▸ TASK ITEM: Produce an exact copy of the data below.

▸ DATASET RECORDS:
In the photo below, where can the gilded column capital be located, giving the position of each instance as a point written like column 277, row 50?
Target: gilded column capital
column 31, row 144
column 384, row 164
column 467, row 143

▸ COMPLETED TASK:
In the photo below, where can the gilded column capital be located, giving the position of each instance as a point written like column 277, row 50?
Target: gilded column capital
column 31, row 144
column 384, row 164
column 467, row 143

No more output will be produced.